# [The request]
Only the lines from the line containing "Where can you spot the girl?" to the end of the entries should be repeated, exactly as they appear.

+++ Excerpted records

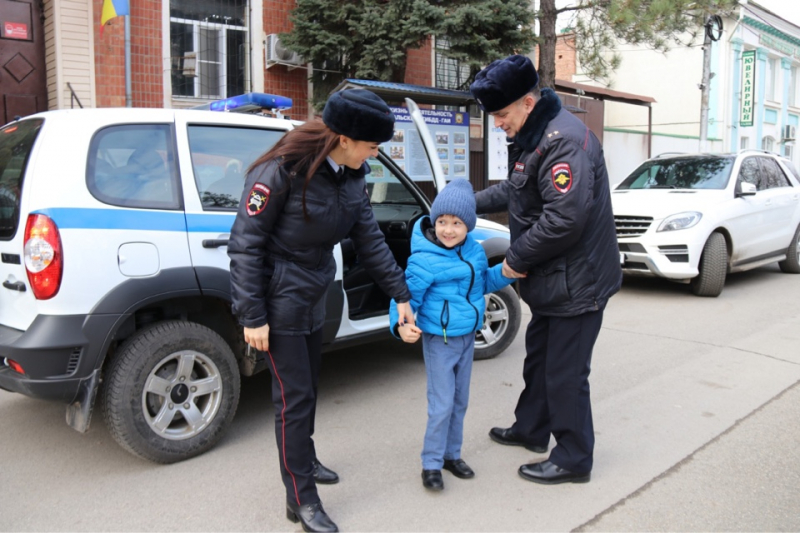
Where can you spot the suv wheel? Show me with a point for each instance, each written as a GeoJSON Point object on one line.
{"type": "Point", "coordinates": [501, 322]}
{"type": "Point", "coordinates": [791, 264]}
{"type": "Point", "coordinates": [171, 391]}
{"type": "Point", "coordinates": [713, 267]}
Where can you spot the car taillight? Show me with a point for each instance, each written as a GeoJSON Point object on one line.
{"type": "Point", "coordinates": [43, 256]}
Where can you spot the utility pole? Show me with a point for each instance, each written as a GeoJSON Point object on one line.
{"type": "Point", "coordinates": [713, 31]}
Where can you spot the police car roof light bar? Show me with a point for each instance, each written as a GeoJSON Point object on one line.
{"type": "Point", "coordinates": [248, 103]}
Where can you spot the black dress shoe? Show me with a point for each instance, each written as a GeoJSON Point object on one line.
{"type": "Point", "coordinates": [549, 474]}
{"type": "Point", "coordinates": [432, 479]}
{"type": "Point", "coordinates": [509, 437]}
{"type": "Point", "coordinates": [324, 475]}
{"type": "Point", "coordinates": [311, 516]}
{"type": "Point", "coordinates": [459, 468]}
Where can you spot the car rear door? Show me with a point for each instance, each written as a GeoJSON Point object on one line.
{"type": "Point", "coordinates": [216, 150]}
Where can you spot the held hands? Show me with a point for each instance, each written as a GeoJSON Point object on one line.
{"type": "Point", "coordinates": [511, 273]}
{"type": "Point", "coordinates": [408, 331]}
{"type": "Point", "coordinates": [258, 338]}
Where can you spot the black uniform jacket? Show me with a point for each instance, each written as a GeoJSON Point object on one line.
{"type": "Point", "coordinates": [559, 210]}
{"type": "Point", "coordinates": [282, 262]}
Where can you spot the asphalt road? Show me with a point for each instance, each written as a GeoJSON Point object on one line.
{"type": "Point", "coordinates": [697, 413]}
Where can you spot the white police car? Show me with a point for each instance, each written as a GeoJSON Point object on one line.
{"type": "Point", "coordinates": [113, 233]}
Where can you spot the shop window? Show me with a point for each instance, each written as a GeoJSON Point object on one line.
{"type": "Point", "coordinates": [209, 45]}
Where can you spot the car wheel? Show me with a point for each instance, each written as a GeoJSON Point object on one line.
{"type": "Point", "coordinates": [713, 267]}
{"type": "Point", "coordinates": [171, 391]}
{"type": "Point", "coordinates": [501, 322]}
{"type": "Point", "coordinates": [791, 264]}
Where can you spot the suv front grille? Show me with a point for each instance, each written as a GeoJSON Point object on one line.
{"type": "Point", "coordinates": [631, 226]}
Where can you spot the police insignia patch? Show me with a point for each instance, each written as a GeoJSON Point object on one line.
{"type": "Point", "coordinates": [257, 199]}
{"type": "Point", "coordinates": [562, 177]}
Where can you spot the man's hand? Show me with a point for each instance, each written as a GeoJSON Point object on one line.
{"type": "Point", "coordinates": [511, 273]}
{"type": "Point", "coordinates": [258, 338]}
{"type": "Point", "coordinates": [409, 333]}
{"type": "Point", "coordinates": [406, 314]}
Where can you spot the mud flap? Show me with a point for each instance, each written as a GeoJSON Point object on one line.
{"type": "Point", "coordinates": [79, 412]}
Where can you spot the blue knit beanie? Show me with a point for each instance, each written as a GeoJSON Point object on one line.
{"type": "Point", "coordinates": [503, 82]}
{"type": "Point", "coordinates": [359, 114]}
{"type": "Point", "coordinates": [458, 199]}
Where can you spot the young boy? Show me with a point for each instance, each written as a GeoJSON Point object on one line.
{"type": "Point", "coordinates": [448, 275]}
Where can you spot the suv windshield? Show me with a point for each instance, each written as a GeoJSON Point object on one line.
{"type": "Point", "coordinates": [697, 172]}
{"type": "Point", "coordinates": [16, 141]}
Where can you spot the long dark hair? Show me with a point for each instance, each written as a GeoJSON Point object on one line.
{"type": "Point", "coordinates": [304, 149]}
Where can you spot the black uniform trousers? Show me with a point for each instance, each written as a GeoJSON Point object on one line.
{"type": "Point", "coordinates": [556, 395]}
{"type": "Point", "coordinates": [294, 362]}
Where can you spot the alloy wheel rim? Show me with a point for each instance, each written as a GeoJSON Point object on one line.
{"type": "Point", "coordinates": [495, 322]}
{"type": "Point", "coordinates": [182, 395]}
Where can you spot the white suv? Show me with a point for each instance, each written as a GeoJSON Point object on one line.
{"type": "Point", "coordinates": [113, 232]}
{"type": "Point", "coordinates": [695, 218]}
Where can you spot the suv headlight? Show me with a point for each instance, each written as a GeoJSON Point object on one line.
{"type": "Point", "coordinates": [680, 221]}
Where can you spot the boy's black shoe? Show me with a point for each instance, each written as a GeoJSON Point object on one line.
{"type": "Point", "coordinates": [458, 468]}
{"type": "Point", "coordinates": [509, 437]}
{"type": "Point", "coordinates": [311, 516]}
{"type": "Point", "coordinates": [432, 479]}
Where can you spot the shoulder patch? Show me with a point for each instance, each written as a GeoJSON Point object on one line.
{"type": "Point", "coordinates": [257, 199]}
{"type": "Point", "coordinates": [562, 177]}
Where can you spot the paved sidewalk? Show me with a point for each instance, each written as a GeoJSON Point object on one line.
{"type": "Point", "coordinates": [746, 479]}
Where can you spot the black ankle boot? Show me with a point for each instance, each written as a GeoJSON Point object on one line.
{"type": "Point", "coordinates": [311, 516]}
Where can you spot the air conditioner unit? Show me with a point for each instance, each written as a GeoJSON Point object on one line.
{"type": "Point", "coordinates": [277, 54]}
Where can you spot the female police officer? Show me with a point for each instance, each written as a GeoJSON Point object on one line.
{"type": "Point", "coordinates": [301, 198]}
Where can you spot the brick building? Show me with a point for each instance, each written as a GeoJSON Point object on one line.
{"type": "Point", "coordinates": [53, 54]}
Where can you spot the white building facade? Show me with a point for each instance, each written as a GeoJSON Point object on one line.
{"type": "Point", "coordinates": [754, 98]}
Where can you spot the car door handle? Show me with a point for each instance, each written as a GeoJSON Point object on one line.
{"type": "Point", "coordinates": [15, 286]}
{"type": "Point", "coordinates": [215, 243]}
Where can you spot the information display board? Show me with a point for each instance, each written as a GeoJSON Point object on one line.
{"type": "Point", "coordinates": [450, 131]}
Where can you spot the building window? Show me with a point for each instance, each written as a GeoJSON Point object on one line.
{"type": "Point", "coordinates": [772, 72]}
{"type": "Point", "coordinates": [209, 46]}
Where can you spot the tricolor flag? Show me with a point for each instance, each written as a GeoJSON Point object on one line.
{"type": "Point", "coordinates": [112, 9]}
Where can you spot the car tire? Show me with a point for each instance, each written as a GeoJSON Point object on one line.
{"type": "Point", "coordinates": [501, 322]}
{"type": "Point", "coordinates": [171, 391]}
{"type": "Point", "coordinates": [713, 267]}
{"type": "Point", "coordinates": [791, 265]}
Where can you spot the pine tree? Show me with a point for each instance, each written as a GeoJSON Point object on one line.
{"type": "Point", "coordinates": [370, 39]}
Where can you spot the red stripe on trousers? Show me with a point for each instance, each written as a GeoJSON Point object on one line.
{"type": "Point", "coordinates": [283, 428]}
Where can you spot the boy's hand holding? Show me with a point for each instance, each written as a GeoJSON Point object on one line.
{"type": "Point", "coordinates": [409, 333]}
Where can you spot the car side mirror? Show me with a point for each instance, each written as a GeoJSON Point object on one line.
{"type": "Point", "coordinates": [746, 189]}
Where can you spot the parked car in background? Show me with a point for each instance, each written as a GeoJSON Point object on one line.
{"type": "Point", "coordinates": [694, 218]}
{"type": "Point", "coordinates": [114, 226]}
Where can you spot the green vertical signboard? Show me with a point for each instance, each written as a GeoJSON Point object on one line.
{"type": "Point", "coordinates": [748, 86]}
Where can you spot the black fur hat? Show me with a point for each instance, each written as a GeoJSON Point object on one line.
{"type": "Point", "coordinates": [359, 114]}
{"type": "Point", "coordinates": [504, 82]}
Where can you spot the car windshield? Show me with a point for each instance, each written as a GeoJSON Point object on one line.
{"type": "Point", "coordinates": [698, 172]}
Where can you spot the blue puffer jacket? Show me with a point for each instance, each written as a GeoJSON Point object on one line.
{"type": "Point", "coordinates": [447, 284]}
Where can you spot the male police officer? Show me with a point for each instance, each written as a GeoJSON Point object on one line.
{"type": "Point", "coordinates": [564, 249]}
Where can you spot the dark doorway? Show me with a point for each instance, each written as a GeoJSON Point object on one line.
{"type": "Point", "coordinates": [23, 73]}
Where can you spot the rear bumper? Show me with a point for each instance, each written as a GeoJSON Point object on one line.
{"type": "Point", "coordinates": [57, 354]}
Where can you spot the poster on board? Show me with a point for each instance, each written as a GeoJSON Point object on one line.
{"type": "Point", "coordinates": [450, 132]}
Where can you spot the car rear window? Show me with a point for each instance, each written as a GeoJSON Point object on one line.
{"type": "Point", "coordinates": [221, 156]}
{"type": "Point", "coordinates": [681, 173]}
{"type": "Point", "coordinates": [133, 165]}
{"type": "Point", "coordinates": [16, 142]}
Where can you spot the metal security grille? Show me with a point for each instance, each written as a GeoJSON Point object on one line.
{"type": "Point", "coordinates": [210, 48]}
{"type": "Point", "coordinates": [632, 226]}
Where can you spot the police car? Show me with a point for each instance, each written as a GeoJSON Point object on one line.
{"type": "Point", "coordinates": [113, 232]}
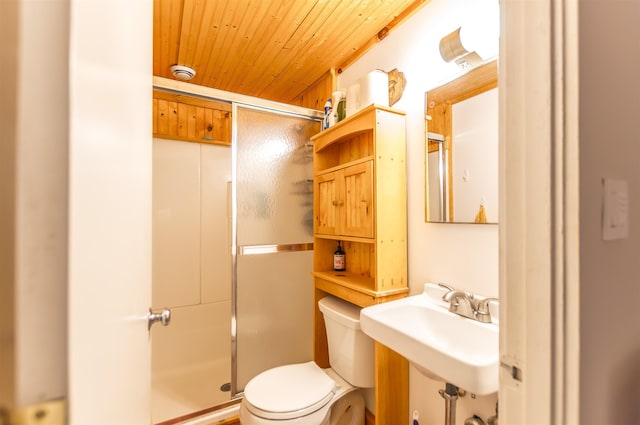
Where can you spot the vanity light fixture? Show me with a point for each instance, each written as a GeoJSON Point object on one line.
{"type": "Point", "coordinates": [452, 49]}
{"type": "Point", "coordinates": [182, 72]}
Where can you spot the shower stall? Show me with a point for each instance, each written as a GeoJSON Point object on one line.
{"type": "Point", "coordinates": [232, 256]}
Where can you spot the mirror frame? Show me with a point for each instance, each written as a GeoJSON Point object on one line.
{"type": "Point", "coordinates": [438, 120]}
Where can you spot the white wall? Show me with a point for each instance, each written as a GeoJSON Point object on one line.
{"type": "Point", "coordinates": [34, 86]}
{"type": "Point", "coordinates": [462, 255]}
{"type": "Point", "coordinates": [609, 148]}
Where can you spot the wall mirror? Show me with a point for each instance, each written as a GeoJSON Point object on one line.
{"type": "Point", "coordinates": [461, 148]}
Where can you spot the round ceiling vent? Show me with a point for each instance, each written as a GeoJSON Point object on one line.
{"type": "Point", "coordinates": [183, 73]}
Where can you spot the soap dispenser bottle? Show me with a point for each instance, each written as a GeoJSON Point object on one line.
{"type": "Point", "coordinates": [339, 263]}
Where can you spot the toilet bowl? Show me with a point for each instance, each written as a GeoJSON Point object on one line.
{"type": "Point", "coordinates": [303, 393]}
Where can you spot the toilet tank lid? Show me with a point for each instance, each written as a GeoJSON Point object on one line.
{"type": "Point", "coordinates": [341, 311]}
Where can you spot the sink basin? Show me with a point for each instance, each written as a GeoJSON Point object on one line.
{"type": "Point", "coordinates": [439, 343]}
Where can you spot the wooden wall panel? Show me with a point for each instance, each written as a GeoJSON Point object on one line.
{"type": "Point", "coordinates": [191, 119]}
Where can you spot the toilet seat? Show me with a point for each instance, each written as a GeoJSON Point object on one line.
{"type": "Point", "coordinates": [289, 391]}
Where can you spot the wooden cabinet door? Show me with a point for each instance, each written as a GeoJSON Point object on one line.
{"type": "Point", "coordinates": [356, 216]}
{"type": "Point", "coordinates": [327, 200]}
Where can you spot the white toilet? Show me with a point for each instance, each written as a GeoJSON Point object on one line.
{"type": "Point", "coordinates": [304, 393]}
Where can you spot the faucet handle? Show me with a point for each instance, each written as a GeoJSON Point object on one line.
{"type": "Point", "coordinates": [445, 286]}
{"type": "Point", "coordinates": [482, 311]}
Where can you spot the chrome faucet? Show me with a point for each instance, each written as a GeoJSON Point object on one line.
{"type": "Point", "coordinates": [464, 304]}
{"type": "Point", "coordinates": [461, 303]}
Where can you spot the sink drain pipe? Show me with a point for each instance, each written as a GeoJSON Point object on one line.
{"type": "Point", "coordinates": [450, 395]}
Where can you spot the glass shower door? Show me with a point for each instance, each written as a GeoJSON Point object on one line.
{"type": "Point", "coordinates": [273, 235]}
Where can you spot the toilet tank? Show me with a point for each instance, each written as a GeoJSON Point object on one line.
{"type": "Point", "coordinates": [351, 352]}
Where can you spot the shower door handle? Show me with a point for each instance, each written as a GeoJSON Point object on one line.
{"type": "Point", "coordinates": [163, 317]}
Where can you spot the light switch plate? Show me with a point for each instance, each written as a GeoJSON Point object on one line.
{"type": "Point", "coordinates": [615, 219]}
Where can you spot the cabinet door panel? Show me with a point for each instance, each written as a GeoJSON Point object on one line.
{"type": "Point", "coordinates": [326, 194]}
{"type": "Point", "coordinates": [358, 201]}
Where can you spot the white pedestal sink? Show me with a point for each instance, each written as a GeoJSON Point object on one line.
{"type": "Point", "coordinates": [439, 343]}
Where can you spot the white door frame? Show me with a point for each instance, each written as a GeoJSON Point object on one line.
{"type": "Point", "coordinates": [539, 212]}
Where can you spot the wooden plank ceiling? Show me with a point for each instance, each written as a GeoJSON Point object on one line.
{"type": "Point", "coordinates": [273, 49]}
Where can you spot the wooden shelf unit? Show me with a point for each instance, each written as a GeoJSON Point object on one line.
{"type": "Point", "coordinates": [360, 200]}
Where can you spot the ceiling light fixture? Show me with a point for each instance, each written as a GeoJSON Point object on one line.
{"type": "Point", "coordinates": [452, 49]}
{"type": "Point", "coordinates": [182, 72]}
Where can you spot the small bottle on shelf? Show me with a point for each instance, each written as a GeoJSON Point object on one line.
{"type": "Point", "coordinates": [339, 263]}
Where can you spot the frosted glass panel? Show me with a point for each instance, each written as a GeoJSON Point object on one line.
{"type": "Point", "coordinates": [275, 316]}
{"type": "Point", "coordinates": [274, 178]}
{"type": "Point", "coordinates": [274, 292]}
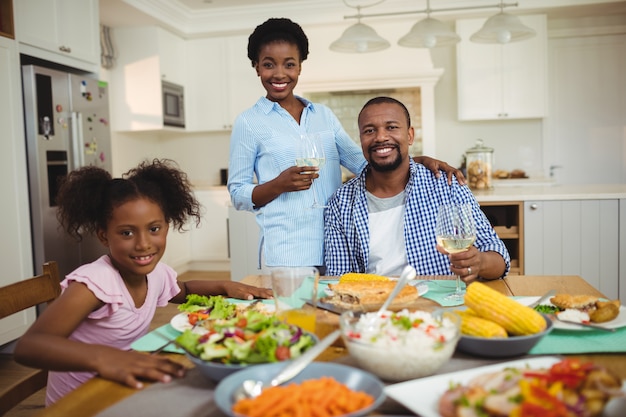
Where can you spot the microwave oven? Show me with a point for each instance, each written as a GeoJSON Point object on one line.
{"type": "Point", "coordinates": [173, 104]}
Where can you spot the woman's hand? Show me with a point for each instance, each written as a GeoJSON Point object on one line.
{"type": "Point", "coordinates": [297, 178]}
{"type": "Point", "coordinates": [292, 179]}
{"type": "Point", "coordinates": [435, 165]}
{"type": "Point", "coordinates": [131, 368]}
{"type": "Point", "coordinates": [246, 292]}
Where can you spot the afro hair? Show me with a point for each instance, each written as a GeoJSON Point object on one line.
{"type": "Point", "coordinates": [277, 29]}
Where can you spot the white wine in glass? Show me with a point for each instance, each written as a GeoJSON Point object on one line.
{"type": "Point", "coordinates": [311, 154]}
{"type": "Point", "coordinates": [456, 232]}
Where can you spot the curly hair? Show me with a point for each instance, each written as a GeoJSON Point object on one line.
{"type": "Point", "coordinates": [277, 29]}
{"type": "Point", "coordinates": [88, 195]}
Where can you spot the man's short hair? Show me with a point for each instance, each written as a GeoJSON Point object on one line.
{"type": "Point", "coordinates": [383, 99]}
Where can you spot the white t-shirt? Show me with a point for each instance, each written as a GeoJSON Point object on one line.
{"type": "Point", "coordinates": [386, 224]}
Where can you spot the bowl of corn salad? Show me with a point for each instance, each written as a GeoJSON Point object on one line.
{"type": "Point", "coordinates": [403, 345]}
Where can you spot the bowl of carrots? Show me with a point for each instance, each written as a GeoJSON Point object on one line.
{"type": "Point", "coordinates": [320, 389]}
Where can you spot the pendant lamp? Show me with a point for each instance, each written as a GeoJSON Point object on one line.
{"type": "Point", "coordinates": [503, 28]}
{"type": "Point", "coordinates": [429, 33]}
{"type": "Point", "coordinates": [359, 38]}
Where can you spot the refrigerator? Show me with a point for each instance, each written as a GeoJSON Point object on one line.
{"type": "Point", "coordinates": [66, 120]}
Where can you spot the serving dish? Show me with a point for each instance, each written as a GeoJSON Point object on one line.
{"type": "Point", "coordinates": [403, 345]}
{"type": "Point", "coordinates": [499, 347]}
{"type": "Point", "coordinates": [616, 323]}
{"type": "Point", "coordinates": [431, 388]}
{"type": "Point", "coordinates": [355, 379]}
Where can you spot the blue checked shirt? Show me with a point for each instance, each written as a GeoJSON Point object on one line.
{"type": "Point", "coordinates": [347, 233]}
{"type": "Point", "coordinates": [263, 144]}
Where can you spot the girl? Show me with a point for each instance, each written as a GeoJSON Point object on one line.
{"type": "Point", "coordinates": [108, 304]}
{"type": "Point", "coordinates": [263, 147]}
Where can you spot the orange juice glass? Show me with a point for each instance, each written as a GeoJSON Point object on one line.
{"type": "Point", "coordinates": [292, 288]}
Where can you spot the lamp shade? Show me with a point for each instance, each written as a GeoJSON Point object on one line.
{"type": "Point", "coordinates": [503, 28]}
{"type": "Point", "coordinates": [359, 38]}
{"type": "Point", "coordinates": [429, 33]}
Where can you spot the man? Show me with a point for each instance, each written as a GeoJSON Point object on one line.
{"type": "Point", "coordinates": [384, 219]}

++++++

# [Answer to the problem]
Where can you spot the girl? Show me with a point for each instance, each written as a GeoJSON Point object on one line.
{"type": "Point", "coordinates": [108, 304]}
{"type": "Point", "coordinates": [263, 147]}
Where can you spot the orange juice glass? Show me with a point for each instance, each written as a GeoJSON Point object on one line.
{"type": "Point", "coordinates": [292, 288]}
Where can you spot the lamp shade? Show me with a point for each instance, each written as a GeoJSON Point object on one line.
{"type": "Point", "coordinates": [503, 28]}
{"type": "Point", "coordinates": [359, 38]}
{"type": "Point", "coordinates": [429, 33]}
Where can you spot the man? Show me with a point for each instance, each written as a GeoJSON Point object on one line.
{"type": "Point", "coordinates": [384, 219]}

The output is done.